[About this task]: Copy out all the lines of the data that hold the word "sign".

[Provided information]:
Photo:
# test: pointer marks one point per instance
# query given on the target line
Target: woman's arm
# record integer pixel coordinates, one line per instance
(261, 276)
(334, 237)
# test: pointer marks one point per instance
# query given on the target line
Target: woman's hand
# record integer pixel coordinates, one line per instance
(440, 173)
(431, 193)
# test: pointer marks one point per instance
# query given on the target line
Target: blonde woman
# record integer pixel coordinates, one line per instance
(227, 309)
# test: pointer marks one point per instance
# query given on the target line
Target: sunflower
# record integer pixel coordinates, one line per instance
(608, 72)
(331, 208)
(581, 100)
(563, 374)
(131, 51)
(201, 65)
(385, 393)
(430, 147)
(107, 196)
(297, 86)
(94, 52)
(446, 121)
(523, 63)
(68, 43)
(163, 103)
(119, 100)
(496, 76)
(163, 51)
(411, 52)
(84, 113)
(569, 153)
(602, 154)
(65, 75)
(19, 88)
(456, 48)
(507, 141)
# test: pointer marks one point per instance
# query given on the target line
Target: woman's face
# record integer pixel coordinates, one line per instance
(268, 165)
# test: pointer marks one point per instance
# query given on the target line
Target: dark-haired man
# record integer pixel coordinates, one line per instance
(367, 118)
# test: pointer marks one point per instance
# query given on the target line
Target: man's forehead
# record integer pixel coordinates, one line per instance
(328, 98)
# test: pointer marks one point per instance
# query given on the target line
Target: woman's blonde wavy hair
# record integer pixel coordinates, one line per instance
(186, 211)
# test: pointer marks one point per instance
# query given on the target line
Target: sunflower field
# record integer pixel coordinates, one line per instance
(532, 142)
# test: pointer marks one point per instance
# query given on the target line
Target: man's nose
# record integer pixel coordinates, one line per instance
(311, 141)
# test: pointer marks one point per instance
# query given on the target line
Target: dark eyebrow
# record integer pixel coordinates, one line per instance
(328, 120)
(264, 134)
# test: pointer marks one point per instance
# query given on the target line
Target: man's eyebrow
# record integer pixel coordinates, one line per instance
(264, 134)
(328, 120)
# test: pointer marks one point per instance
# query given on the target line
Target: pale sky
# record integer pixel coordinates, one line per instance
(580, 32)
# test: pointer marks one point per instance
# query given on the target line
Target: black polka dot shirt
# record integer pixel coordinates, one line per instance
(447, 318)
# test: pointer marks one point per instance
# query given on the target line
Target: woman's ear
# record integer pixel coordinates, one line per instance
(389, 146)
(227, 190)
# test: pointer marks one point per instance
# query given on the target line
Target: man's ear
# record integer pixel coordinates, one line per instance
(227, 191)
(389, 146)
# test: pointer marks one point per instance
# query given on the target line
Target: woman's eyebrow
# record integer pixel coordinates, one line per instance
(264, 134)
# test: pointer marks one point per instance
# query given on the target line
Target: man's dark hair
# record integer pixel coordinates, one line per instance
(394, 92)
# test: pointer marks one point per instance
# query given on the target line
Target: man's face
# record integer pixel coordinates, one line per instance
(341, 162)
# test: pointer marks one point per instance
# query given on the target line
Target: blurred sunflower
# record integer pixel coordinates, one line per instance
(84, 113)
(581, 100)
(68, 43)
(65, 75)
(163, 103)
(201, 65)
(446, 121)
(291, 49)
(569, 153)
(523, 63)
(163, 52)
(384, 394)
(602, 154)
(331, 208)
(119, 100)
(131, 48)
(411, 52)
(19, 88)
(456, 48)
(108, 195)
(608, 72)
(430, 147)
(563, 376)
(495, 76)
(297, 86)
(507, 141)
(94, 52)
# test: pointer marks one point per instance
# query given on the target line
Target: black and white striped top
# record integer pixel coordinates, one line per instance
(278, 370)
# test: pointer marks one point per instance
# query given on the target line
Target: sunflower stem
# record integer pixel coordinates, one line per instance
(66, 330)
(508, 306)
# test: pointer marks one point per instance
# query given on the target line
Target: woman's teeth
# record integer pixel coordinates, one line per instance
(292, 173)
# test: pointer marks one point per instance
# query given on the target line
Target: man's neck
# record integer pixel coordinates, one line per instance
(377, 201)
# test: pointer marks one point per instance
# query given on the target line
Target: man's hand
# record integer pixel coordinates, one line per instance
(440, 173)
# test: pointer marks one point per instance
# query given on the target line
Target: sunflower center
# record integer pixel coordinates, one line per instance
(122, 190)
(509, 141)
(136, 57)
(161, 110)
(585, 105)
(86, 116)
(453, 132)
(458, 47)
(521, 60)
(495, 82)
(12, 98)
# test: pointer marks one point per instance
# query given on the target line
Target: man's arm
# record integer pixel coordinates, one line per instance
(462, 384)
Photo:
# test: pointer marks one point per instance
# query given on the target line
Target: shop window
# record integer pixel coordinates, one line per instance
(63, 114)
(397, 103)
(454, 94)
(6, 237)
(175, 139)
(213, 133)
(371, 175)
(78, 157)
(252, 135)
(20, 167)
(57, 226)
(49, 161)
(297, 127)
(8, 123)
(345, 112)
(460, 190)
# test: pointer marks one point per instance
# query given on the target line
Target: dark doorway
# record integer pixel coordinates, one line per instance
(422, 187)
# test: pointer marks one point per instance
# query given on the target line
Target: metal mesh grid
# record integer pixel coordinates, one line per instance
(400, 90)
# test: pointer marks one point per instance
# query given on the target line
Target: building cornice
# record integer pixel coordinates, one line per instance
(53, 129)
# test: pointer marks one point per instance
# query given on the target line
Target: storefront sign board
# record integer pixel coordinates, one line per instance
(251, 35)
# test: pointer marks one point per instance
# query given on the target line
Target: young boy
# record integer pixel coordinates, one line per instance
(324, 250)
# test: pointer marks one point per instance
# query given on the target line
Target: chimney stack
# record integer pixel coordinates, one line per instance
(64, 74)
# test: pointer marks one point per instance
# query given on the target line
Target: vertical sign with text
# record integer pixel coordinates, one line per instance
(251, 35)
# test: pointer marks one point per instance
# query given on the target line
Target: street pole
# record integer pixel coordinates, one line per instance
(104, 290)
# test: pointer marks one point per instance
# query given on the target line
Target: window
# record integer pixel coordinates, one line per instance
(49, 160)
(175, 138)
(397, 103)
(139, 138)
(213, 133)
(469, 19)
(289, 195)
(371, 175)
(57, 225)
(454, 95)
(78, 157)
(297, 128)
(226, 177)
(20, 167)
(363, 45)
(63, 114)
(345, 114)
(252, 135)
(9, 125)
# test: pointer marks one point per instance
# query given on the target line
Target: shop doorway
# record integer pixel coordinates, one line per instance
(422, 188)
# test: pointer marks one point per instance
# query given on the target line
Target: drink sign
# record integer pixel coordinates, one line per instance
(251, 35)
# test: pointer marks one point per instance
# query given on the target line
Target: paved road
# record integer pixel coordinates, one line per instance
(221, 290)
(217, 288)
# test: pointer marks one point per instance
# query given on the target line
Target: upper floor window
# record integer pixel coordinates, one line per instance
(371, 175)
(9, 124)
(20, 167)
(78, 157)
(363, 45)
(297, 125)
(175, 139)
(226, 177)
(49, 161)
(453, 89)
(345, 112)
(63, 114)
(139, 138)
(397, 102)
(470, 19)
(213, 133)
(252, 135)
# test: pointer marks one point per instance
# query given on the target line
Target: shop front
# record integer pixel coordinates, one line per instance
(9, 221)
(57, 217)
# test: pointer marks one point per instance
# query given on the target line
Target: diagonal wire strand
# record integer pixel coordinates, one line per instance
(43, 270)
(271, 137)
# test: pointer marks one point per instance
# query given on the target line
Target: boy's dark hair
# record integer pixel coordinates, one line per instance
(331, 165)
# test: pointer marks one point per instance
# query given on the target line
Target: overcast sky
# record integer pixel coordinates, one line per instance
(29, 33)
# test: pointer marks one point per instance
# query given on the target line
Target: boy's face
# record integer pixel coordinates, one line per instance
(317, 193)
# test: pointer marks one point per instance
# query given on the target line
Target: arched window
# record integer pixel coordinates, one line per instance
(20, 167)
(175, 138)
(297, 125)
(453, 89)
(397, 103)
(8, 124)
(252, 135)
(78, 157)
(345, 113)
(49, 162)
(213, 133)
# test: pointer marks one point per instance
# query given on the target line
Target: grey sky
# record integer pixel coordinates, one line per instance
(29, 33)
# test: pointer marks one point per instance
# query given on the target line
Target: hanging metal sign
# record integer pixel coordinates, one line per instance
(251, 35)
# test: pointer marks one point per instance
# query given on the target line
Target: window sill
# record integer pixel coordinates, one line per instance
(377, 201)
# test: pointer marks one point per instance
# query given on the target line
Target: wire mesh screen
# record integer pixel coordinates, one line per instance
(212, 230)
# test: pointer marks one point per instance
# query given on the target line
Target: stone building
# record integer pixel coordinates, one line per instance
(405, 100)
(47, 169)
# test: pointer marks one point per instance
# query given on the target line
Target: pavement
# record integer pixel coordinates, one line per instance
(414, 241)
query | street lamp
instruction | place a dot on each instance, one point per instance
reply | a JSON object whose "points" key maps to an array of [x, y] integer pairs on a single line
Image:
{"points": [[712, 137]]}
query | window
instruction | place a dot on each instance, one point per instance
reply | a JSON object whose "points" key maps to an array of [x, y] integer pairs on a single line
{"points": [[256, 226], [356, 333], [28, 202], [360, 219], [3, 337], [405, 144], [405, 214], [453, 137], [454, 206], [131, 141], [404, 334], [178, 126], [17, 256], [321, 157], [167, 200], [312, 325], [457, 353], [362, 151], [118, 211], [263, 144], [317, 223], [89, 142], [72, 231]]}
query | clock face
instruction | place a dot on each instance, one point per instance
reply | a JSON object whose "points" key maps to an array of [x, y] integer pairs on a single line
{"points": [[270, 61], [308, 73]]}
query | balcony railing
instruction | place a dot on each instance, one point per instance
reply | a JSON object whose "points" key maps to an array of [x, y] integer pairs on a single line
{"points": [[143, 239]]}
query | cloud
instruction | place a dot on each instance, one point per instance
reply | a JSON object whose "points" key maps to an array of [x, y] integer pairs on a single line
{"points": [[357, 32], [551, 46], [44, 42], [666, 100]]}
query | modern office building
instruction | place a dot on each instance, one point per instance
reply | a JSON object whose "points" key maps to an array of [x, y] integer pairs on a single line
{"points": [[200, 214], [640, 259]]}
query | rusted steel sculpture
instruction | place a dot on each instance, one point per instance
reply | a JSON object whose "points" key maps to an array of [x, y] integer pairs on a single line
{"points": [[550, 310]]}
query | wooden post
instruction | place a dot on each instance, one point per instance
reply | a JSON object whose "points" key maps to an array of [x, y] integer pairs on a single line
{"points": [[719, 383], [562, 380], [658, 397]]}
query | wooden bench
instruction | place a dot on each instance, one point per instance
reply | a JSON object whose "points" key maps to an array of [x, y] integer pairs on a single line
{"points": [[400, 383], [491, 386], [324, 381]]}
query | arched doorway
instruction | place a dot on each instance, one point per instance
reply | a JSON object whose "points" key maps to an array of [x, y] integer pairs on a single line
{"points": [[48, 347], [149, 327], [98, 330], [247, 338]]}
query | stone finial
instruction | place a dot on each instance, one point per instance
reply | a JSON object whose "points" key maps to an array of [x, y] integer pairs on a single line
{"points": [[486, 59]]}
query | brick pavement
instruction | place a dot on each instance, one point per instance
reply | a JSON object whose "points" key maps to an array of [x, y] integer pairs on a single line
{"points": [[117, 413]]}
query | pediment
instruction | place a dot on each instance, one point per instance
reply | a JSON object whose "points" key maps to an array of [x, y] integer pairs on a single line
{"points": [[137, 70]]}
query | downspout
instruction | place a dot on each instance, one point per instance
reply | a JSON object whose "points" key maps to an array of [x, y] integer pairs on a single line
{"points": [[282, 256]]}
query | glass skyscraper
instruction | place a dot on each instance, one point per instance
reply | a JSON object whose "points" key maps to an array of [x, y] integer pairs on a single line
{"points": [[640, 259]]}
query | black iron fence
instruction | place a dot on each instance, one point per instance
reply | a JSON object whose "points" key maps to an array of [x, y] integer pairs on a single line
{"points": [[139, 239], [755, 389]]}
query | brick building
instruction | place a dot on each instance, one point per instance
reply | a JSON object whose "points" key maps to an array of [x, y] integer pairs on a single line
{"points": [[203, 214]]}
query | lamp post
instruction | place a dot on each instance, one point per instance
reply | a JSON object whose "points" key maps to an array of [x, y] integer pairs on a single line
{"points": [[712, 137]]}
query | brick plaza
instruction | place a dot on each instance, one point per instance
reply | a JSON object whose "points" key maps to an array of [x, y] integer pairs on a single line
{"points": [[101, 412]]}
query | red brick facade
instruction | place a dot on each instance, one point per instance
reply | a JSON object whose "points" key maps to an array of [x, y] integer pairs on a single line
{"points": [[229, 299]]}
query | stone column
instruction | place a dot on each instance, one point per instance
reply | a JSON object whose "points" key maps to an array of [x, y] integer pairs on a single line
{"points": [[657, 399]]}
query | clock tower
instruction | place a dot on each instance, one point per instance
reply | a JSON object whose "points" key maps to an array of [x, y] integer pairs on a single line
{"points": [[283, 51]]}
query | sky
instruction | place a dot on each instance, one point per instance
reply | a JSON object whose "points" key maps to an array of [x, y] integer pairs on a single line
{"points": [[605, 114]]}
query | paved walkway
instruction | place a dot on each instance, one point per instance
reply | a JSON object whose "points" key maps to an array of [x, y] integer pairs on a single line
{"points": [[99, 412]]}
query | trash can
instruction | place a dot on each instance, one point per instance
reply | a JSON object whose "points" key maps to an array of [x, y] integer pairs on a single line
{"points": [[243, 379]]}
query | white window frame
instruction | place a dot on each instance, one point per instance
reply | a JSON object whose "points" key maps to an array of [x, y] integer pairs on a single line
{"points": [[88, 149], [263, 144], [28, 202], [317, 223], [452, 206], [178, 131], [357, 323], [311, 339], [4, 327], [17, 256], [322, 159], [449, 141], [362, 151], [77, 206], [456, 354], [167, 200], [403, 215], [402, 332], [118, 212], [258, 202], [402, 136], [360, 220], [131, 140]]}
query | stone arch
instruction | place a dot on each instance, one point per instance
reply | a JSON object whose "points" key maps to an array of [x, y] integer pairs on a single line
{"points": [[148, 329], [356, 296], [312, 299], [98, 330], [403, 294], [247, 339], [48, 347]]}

[Task output]:
Target: storefront sign board
Target: vertical sign with text
Target: drink sign
Target: hanging metal sign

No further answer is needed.